**PROBLEM SET:**
(A) In the gallstones flashcards, what share of gallstones are mixed stones?
(B) Carry on the gallstones flashcards from their last line.
━━ GIVEN TEXT ━━
Gallstones Flashcards
What is the clinical presentation of the majority of gallstones?
Asymptomatic (80%)
What are the components of bile?
Cholesterol, bile pigments (from broken down Hb), and phospholipids.
What type of gallstone is described and what causes it?
Small, bilirubin and irregular.
- Pigment stones (5%)
2. Haemolysis
What type of gallstone is described and what causes it?
Large, yellow and coloured.
- Cholesterol stones (20%)
2. Fat, fair, female, forty, fertile.
What type of gallstone is described?
Calcium, bile pigment and cholesterol.
Mixed stones (75%)
What are the risk factors for developing cholesterol gallstones?
Fat, fair, female, forty, fertile, family history.
What is the primary risk factor for developing pigment gallstones?
Haemolytic anaemia increases bilirubin
Which form of inflammatory bowel disease predisposes to gallstones and why?
- Crohn’s
2. Malabsorption of bile salts from the terminal ileum.
What are the steps of gallstone formation?
- Supersaturation of cholesterol
- Not enough bile salts
- Gallbladder stasis
What are the complications of gallstones from least to most severe?
- Biliary colic
- Acute cholecystitis
- Chronic cholecystitis
- Ascending cholangitis
- Gallstone ileus
What is this a presentation of and what causes it?
RUQ pain which radiates to the back, typically worse post-prandially, nausea, vomiting, normal WCC, cannot sit still.
━━━
━━ ENTRIES SUPPLIED ━━
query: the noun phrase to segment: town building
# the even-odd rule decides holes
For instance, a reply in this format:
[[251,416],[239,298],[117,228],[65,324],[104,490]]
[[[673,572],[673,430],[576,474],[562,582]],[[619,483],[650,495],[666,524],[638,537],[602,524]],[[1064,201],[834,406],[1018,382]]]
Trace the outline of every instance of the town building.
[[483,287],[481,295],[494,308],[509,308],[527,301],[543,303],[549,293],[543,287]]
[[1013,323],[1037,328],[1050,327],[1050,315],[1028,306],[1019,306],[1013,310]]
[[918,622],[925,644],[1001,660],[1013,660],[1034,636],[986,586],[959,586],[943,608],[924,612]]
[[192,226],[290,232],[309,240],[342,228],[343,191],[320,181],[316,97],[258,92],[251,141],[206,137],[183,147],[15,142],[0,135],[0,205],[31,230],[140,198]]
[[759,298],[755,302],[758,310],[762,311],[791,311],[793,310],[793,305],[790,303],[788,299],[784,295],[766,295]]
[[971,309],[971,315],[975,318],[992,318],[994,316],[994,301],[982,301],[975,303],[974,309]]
━━━
**ANSWERS GIVEN:**
(A) 75%

(B)
- Biliary colic
2. Transient obstruction of biliary tree typically by gallstones.
How is biliary colic investigated?
- Elevated ALP suggests obstruction of cystic common bile duct.
- Abdominal USS is the single best test
What is the treatment for biliary colic?
- Observation if asymptomatic
- Analgesia, NBM, IV fluids
- Laparoscopic cholecystectomy if cholelithiasis
- ERCP if choledocholithiasis
What is this a presentation of and what causes it?
RUQ/mid-epigastric pain, Murphy’s sign +ve, palpable tender gallbladder, nausea, vomiting, fever, local peritonism, raised WCC.
- Acute cholecystitis
- 90% caused by complete cystic duct obstruction which leads to damage of mucosa and acute inflammation within the gallbladder, bacterial growth from bile stasis.
How is acute cholecystitis investigated?
- FBC suggests and inflammatory process, high CRP.
- LFTs show a cholestatic picture - high ALP, GGT, conjugated bilirubin.